Reproduce only the part of the listing that starts at the line containing "Each instance receives one keypoint. Mark the black jacket" and runs through the end of the listing, swapping "black jacket" for "dark coat" and keeping everything else unchanged.

## Begin Given data

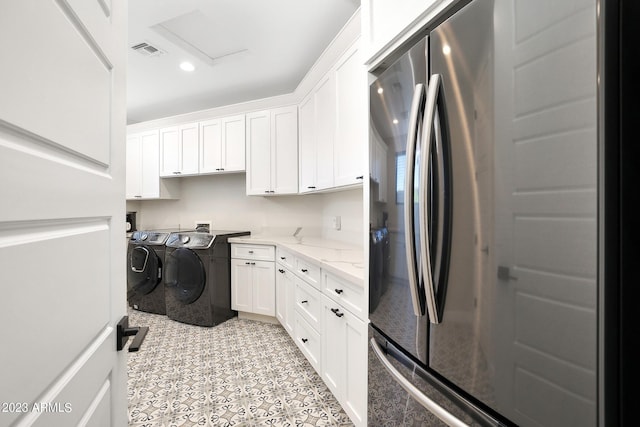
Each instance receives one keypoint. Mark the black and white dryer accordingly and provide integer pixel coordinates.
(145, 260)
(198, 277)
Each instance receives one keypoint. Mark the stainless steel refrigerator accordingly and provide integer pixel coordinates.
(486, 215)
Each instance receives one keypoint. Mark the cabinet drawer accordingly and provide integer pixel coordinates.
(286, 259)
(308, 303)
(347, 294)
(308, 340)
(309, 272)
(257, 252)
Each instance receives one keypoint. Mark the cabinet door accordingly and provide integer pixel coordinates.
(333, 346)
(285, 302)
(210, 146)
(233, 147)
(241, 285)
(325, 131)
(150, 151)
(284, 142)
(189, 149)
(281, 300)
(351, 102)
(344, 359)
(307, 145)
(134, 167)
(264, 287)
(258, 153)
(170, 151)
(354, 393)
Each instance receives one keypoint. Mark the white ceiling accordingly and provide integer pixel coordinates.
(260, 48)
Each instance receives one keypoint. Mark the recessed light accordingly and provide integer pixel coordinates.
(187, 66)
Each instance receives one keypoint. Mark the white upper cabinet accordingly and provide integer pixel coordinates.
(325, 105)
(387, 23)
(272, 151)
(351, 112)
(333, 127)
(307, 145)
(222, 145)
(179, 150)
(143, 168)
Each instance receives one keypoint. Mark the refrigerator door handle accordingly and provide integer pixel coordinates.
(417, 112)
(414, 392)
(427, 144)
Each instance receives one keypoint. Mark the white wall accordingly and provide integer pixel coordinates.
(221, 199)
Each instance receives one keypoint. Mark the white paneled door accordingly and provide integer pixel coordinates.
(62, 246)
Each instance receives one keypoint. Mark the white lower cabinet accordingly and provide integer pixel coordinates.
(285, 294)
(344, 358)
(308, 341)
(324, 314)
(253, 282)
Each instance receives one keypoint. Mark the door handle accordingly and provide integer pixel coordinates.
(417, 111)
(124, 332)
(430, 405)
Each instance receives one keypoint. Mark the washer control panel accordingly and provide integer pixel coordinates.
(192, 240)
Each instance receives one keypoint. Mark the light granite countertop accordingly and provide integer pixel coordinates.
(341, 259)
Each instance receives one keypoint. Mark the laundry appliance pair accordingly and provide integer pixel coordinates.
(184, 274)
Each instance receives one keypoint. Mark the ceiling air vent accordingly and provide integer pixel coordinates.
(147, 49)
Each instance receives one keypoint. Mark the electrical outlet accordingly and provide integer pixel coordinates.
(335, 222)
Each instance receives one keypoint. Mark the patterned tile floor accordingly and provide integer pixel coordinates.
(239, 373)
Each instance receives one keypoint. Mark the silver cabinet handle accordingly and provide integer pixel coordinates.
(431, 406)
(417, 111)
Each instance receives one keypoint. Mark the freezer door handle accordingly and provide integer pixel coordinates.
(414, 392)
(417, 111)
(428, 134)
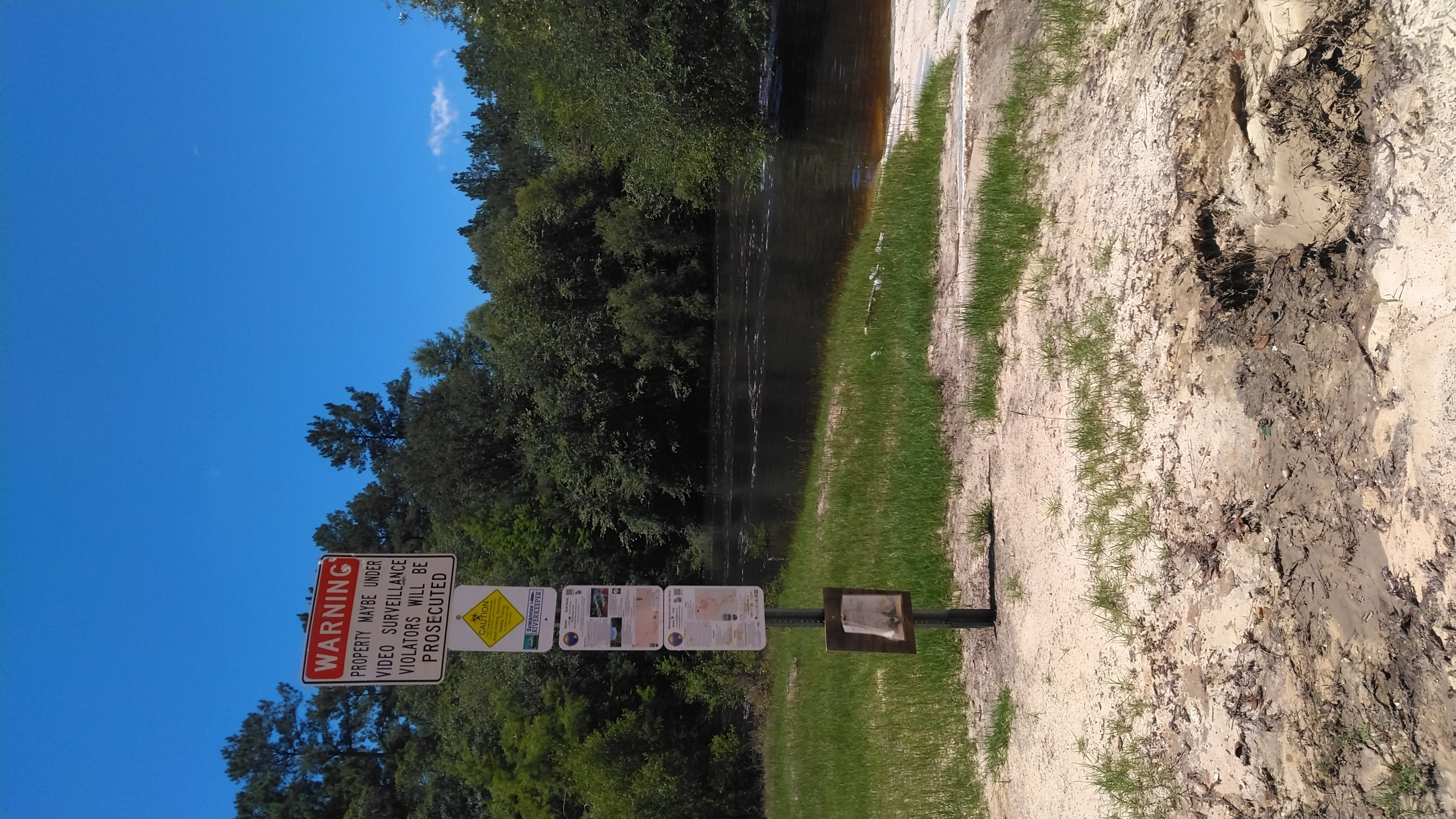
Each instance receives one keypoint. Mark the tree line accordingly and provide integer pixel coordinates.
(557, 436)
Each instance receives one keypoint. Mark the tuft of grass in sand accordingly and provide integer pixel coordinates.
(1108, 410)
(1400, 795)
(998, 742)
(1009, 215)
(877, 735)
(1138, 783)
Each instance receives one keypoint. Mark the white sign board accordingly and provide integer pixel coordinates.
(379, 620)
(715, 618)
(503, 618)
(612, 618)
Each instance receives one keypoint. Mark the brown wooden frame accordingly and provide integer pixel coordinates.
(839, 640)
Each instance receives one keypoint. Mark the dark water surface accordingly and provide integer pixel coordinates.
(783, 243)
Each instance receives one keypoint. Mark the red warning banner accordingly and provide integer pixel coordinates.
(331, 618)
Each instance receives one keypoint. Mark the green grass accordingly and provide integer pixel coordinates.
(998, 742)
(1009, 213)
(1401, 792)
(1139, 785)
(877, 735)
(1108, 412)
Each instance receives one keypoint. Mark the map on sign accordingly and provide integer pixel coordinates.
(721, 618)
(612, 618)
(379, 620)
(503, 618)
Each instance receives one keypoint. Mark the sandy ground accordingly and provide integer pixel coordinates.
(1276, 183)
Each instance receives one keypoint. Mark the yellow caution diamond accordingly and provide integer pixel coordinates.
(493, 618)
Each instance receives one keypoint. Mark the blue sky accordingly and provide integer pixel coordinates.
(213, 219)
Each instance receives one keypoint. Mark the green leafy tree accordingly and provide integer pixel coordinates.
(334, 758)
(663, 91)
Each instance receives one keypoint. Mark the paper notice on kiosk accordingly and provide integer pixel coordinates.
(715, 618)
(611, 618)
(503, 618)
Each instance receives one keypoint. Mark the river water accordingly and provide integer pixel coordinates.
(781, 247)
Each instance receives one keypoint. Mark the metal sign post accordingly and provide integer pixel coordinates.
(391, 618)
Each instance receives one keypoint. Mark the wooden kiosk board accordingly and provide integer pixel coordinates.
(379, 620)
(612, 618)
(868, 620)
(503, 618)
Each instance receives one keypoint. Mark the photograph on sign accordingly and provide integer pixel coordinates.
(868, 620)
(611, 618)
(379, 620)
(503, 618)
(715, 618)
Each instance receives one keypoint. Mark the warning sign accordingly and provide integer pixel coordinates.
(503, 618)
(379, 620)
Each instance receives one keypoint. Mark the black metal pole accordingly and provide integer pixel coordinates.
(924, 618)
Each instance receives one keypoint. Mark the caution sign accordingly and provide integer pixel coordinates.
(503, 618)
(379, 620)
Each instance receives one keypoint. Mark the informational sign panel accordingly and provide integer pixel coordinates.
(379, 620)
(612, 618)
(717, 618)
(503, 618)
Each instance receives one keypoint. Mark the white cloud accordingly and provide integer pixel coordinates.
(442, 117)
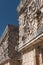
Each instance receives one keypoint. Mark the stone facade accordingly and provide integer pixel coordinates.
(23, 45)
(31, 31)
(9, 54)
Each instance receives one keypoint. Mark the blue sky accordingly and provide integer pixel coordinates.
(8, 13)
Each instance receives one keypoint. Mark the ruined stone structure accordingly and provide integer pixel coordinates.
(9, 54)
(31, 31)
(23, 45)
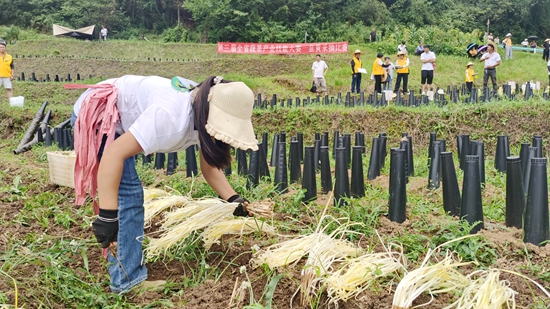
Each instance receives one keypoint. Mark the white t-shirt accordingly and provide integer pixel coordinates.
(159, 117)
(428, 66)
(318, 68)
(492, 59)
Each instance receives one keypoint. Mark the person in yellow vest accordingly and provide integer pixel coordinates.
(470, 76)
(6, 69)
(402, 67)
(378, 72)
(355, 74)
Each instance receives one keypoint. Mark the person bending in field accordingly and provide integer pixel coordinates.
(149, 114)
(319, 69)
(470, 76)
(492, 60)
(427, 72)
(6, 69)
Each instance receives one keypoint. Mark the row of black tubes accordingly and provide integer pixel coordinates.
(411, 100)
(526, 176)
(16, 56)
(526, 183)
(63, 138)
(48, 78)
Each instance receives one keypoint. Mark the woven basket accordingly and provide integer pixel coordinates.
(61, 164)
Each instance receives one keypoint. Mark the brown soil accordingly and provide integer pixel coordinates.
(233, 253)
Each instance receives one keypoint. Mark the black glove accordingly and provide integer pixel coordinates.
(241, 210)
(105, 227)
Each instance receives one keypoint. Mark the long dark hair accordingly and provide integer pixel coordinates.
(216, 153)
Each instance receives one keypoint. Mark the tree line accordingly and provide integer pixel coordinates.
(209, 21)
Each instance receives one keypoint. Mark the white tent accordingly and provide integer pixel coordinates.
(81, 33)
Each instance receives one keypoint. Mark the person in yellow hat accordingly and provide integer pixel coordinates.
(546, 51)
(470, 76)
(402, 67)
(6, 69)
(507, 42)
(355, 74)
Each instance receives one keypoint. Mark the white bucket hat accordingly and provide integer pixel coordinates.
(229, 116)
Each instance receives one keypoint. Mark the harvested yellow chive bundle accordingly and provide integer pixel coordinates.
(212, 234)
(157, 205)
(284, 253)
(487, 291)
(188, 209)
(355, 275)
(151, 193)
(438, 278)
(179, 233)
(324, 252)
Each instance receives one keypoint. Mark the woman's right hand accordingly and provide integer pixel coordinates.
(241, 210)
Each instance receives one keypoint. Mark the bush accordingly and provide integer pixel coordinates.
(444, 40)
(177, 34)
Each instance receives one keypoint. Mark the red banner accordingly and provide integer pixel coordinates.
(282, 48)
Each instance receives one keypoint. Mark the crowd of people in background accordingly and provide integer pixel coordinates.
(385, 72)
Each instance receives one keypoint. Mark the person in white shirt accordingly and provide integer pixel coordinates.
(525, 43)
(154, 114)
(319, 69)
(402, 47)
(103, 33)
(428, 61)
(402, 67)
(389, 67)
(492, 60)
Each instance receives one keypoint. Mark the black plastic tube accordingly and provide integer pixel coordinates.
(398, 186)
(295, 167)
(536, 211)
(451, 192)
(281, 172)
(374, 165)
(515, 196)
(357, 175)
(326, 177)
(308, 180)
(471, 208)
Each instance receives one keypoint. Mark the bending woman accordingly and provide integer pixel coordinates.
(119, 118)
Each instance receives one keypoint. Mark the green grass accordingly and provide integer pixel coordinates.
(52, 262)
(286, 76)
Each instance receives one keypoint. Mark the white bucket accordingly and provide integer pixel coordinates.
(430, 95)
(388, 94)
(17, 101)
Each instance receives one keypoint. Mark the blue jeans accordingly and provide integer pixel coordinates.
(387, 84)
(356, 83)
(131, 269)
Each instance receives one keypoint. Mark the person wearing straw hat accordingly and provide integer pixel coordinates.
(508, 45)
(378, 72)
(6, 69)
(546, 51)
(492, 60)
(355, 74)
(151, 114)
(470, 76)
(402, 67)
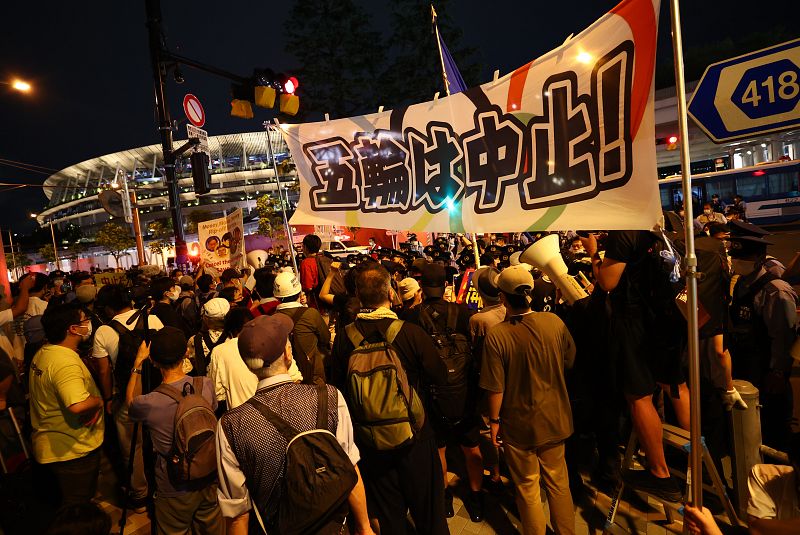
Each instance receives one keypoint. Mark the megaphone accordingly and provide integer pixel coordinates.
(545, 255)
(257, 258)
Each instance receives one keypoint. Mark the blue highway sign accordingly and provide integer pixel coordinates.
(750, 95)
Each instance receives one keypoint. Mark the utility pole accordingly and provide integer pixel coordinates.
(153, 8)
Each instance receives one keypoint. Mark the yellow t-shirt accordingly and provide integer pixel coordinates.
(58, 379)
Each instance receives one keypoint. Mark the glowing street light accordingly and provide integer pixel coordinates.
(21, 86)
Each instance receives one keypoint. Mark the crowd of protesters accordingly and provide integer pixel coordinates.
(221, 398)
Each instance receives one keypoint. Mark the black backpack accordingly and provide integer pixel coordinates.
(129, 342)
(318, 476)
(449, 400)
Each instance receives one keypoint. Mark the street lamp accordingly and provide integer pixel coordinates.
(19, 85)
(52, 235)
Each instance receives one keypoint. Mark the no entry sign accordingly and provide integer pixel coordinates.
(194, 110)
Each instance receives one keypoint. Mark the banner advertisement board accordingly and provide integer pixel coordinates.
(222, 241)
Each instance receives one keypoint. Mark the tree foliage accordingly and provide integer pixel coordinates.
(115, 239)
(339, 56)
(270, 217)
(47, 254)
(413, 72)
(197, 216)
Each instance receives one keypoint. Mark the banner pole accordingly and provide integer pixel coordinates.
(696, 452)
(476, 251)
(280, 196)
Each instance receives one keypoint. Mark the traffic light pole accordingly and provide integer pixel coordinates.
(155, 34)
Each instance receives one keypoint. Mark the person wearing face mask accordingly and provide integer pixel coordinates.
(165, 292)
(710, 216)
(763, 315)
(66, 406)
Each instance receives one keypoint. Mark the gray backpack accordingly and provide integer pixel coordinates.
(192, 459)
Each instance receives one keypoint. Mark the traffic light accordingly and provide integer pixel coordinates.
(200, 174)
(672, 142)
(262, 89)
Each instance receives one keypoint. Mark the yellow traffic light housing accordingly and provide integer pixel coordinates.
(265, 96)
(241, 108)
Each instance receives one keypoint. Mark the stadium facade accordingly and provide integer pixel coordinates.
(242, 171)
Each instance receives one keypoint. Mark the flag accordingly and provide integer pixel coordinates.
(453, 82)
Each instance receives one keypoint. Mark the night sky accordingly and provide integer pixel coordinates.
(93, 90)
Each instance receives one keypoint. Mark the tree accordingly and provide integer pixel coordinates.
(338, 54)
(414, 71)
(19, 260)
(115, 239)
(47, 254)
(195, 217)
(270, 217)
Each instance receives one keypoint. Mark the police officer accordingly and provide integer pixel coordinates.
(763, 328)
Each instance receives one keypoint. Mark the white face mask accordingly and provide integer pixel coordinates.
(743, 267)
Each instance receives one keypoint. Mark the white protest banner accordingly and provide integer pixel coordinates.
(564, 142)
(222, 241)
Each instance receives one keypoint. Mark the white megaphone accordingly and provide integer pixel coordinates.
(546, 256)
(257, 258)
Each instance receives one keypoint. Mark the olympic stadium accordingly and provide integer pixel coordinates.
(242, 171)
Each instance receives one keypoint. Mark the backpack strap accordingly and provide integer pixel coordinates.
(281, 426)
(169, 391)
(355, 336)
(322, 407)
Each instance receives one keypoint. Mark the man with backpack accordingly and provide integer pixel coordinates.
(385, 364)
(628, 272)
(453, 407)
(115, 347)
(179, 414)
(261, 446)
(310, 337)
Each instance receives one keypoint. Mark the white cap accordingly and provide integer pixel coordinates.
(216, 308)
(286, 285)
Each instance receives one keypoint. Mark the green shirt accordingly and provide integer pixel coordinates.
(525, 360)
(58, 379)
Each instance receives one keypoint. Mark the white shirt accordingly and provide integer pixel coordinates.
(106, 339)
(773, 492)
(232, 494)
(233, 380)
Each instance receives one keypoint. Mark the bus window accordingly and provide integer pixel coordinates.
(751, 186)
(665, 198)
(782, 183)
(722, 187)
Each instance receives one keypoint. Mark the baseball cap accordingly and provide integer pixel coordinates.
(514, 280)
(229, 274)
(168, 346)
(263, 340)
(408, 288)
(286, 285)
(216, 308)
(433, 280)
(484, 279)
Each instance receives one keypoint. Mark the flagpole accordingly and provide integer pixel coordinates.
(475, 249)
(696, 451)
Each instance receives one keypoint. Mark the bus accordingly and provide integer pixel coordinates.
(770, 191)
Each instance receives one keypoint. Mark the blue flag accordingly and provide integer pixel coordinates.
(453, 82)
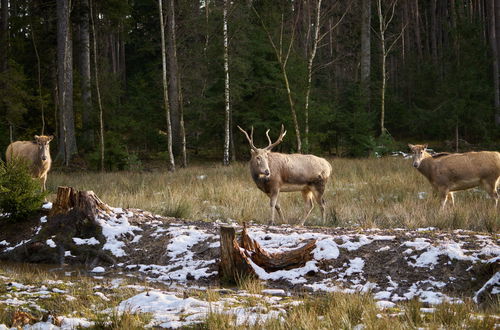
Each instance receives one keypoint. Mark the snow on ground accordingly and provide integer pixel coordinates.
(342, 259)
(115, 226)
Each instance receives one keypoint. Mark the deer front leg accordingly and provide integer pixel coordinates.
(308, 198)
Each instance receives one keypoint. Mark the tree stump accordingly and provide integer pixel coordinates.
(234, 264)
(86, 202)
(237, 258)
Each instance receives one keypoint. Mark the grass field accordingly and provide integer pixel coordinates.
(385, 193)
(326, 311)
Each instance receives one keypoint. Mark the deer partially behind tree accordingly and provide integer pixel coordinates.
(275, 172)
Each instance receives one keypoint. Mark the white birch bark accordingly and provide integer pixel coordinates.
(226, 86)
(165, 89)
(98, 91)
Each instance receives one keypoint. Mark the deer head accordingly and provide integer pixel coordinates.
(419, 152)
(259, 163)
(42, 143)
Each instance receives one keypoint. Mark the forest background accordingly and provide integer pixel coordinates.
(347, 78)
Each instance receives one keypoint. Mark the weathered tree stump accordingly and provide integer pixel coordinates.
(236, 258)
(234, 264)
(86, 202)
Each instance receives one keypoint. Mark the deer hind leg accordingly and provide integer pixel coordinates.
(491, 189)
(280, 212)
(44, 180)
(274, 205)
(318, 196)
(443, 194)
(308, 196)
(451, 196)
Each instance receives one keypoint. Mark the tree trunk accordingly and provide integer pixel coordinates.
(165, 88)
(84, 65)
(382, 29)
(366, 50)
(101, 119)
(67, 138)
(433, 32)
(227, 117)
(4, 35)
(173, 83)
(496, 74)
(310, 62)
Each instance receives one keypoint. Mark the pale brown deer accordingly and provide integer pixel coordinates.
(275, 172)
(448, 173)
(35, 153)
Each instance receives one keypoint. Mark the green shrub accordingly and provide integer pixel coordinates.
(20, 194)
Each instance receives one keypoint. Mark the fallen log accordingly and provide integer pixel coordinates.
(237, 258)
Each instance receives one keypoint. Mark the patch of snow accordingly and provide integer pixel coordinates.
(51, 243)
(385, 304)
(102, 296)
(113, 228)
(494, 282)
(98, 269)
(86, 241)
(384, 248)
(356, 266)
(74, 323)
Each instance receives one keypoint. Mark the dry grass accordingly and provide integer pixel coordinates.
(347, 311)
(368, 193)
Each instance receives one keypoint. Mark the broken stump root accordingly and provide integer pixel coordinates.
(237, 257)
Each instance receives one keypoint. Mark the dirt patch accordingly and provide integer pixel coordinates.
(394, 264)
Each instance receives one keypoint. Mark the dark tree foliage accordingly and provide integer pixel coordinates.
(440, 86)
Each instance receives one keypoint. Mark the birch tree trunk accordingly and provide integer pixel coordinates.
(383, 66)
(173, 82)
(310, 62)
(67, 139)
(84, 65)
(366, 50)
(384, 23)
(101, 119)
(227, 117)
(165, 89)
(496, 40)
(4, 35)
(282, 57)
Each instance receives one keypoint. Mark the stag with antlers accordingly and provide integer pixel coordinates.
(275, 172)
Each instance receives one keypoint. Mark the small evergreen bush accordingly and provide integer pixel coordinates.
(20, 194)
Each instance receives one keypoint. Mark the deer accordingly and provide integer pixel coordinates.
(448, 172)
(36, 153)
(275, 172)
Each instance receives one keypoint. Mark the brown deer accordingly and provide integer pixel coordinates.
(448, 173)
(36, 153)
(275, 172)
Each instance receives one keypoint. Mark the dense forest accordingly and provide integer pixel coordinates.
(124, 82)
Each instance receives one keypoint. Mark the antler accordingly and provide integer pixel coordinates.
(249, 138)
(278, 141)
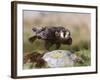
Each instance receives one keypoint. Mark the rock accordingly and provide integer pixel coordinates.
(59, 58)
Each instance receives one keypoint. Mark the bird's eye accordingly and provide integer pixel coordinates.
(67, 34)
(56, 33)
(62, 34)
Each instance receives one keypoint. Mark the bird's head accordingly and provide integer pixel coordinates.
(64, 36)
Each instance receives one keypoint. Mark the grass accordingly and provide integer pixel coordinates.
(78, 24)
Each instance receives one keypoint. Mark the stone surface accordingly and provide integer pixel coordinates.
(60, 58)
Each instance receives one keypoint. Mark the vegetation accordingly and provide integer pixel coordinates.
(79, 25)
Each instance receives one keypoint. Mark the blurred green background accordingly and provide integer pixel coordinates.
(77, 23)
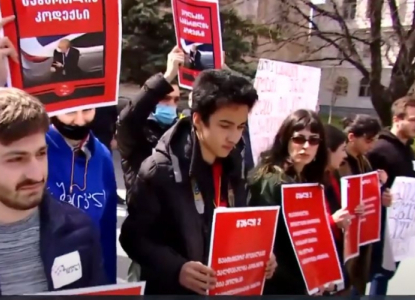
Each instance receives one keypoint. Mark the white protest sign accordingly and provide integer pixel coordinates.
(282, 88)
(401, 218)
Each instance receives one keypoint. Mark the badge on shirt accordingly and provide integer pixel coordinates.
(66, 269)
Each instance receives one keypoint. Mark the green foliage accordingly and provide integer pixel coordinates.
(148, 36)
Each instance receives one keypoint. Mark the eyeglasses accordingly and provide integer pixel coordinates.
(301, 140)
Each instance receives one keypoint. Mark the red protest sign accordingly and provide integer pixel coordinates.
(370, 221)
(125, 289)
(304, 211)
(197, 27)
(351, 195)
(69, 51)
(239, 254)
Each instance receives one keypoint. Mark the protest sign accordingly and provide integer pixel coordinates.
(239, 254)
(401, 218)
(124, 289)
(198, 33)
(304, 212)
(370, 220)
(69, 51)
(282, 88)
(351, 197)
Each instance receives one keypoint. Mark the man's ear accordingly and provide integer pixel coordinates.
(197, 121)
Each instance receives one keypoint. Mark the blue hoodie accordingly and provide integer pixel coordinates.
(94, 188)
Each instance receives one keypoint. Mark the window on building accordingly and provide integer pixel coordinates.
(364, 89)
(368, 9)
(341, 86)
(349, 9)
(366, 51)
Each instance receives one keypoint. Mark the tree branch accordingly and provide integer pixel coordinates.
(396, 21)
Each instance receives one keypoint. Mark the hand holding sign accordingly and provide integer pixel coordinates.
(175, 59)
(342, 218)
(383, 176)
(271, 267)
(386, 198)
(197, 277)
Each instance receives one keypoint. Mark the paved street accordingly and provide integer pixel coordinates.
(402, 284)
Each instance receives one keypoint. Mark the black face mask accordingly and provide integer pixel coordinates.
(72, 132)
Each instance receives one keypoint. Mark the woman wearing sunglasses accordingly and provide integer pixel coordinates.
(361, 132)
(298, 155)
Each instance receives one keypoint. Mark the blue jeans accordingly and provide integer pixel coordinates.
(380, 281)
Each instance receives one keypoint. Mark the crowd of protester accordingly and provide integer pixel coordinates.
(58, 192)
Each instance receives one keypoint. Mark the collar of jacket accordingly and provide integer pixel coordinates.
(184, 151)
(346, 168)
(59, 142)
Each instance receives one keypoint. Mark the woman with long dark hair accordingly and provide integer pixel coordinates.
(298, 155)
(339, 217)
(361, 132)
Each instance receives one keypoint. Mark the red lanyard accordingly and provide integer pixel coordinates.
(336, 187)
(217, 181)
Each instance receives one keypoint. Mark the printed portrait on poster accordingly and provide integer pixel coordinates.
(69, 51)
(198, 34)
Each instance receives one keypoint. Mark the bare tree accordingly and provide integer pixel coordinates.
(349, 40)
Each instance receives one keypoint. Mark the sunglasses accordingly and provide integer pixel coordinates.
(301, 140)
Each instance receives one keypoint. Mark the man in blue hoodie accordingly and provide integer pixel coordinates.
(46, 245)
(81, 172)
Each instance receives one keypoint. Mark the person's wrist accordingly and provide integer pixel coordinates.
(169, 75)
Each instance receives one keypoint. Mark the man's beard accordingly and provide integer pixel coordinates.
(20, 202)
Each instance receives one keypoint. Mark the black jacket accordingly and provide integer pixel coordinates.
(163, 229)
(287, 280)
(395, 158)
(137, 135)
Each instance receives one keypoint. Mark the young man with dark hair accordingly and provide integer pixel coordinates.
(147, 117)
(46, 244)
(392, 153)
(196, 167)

## End Given data

Solution for this task:
Each instance receives one keypoint. Mark the dark coat accordingly and provide integer pixel coordinates.
(163, 229)
(287, 280)
(395, 158)
(137, 135)
Each instance receives one keypoint. Mark the young man with dark hair accordingly and provide integer pixel coordinates.
(147, 117)
(46, 244)
(392, 153)
(196, 167)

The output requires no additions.